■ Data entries
____
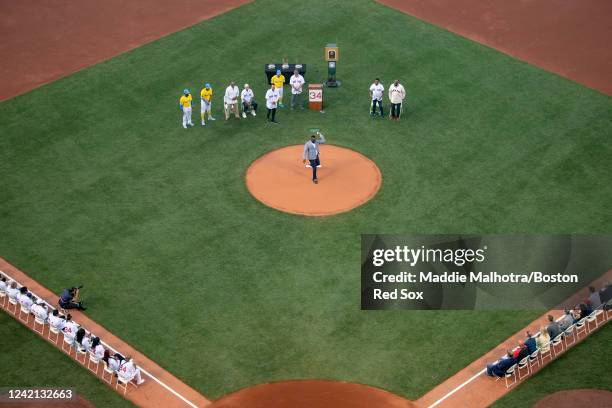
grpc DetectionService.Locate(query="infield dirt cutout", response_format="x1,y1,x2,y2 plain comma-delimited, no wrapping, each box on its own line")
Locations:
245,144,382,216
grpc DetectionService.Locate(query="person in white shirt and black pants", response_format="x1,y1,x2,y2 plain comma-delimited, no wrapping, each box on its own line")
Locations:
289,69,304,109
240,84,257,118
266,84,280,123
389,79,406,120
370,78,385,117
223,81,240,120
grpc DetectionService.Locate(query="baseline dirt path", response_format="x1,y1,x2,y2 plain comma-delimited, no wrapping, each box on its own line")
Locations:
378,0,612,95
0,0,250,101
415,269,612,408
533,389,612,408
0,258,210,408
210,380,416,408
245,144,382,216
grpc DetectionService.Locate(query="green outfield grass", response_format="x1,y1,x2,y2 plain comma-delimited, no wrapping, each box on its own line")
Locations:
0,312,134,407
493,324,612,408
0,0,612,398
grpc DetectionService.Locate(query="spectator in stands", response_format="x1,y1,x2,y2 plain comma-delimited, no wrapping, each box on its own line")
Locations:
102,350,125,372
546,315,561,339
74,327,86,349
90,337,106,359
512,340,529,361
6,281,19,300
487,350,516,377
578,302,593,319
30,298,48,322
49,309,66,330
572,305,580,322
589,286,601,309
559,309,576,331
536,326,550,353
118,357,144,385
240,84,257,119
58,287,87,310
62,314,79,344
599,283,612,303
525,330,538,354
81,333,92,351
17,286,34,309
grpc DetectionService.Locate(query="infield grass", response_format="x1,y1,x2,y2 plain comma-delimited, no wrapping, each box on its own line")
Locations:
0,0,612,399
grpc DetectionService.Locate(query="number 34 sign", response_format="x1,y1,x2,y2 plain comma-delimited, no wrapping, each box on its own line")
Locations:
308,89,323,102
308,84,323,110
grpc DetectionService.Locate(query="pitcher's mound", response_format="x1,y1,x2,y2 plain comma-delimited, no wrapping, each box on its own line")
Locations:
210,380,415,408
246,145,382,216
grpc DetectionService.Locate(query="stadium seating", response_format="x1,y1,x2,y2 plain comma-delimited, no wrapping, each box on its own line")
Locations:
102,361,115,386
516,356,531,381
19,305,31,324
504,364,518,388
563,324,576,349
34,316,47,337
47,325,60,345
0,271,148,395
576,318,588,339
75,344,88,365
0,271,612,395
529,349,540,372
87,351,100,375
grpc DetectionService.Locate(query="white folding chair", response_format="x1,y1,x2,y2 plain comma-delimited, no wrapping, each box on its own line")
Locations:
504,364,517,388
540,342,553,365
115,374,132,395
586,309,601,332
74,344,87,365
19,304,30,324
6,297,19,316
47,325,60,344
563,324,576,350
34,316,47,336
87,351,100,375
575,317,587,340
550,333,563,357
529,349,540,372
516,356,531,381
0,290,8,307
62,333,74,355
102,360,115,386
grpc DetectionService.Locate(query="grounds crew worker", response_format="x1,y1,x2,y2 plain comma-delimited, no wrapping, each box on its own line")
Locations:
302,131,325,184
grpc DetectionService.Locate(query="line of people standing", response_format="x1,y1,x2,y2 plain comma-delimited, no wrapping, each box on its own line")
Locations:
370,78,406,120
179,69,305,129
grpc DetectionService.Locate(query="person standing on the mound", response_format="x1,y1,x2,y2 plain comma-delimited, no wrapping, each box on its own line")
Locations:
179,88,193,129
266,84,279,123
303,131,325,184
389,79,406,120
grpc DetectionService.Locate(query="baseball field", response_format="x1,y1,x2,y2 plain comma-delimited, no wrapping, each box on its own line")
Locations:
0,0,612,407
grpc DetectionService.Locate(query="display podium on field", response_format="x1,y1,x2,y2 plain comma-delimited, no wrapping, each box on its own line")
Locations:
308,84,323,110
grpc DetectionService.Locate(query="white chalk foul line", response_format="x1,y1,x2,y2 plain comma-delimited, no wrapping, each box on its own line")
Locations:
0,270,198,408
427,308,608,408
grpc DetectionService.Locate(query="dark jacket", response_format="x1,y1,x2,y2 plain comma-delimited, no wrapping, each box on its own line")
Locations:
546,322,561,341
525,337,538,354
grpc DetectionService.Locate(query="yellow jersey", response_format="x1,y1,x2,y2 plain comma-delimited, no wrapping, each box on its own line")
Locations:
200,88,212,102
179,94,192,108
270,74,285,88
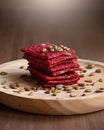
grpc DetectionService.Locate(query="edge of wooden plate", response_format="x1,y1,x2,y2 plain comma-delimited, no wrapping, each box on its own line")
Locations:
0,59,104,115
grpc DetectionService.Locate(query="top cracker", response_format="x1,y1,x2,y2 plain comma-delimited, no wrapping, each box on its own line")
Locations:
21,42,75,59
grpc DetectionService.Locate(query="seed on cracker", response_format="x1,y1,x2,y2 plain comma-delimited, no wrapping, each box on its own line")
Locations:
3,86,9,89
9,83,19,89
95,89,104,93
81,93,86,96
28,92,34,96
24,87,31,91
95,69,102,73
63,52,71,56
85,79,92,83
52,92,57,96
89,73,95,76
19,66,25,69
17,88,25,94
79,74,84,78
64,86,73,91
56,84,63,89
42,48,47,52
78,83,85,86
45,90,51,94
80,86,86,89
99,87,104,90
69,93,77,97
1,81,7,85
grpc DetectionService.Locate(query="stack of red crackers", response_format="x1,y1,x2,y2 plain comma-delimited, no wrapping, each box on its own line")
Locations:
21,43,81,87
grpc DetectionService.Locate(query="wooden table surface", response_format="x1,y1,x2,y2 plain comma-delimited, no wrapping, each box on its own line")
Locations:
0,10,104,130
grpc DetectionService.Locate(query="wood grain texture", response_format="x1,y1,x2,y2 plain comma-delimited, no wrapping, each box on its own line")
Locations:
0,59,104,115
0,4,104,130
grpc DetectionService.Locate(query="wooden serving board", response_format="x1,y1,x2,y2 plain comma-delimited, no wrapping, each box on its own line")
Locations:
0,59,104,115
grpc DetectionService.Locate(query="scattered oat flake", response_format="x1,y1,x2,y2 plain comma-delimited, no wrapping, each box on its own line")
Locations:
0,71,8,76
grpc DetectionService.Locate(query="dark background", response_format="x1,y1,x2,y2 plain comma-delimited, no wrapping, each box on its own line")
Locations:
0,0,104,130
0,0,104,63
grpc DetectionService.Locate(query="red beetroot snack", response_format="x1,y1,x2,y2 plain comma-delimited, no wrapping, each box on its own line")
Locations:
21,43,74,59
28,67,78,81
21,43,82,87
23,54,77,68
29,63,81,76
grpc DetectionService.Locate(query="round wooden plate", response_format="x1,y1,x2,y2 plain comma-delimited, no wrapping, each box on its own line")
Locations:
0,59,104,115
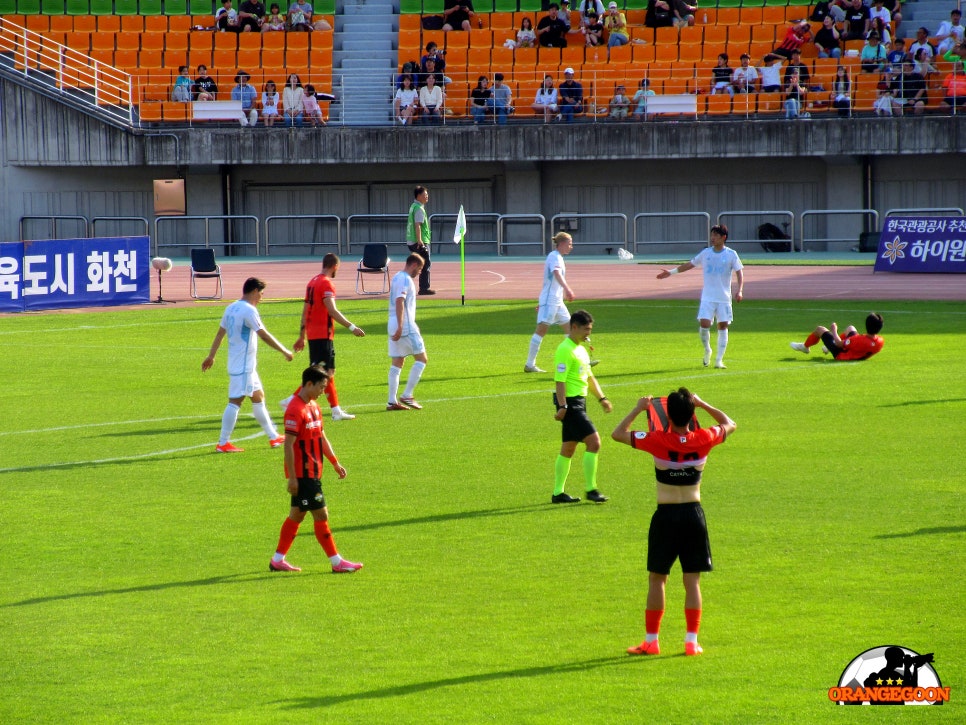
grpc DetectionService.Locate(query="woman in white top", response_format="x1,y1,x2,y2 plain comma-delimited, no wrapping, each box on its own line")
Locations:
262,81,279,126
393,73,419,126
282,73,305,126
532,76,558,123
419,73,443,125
____
■ TASK
Pull out every line of the rows above that contains the string "dirt", and copy each one unchanged.

■ COMPLETE RESPONSE
grpc DetectionService.Locate(query="infield dirt cutout", response_format="x1,y1,x2,y2 plain comma-delimited, no wrapping, each box on its own line")
grpc DetectionService.Locate(query="baseline dirt path", response_format="x1,y1,x2,y2 plain comma-delimited, no wrapping, each box on its own line")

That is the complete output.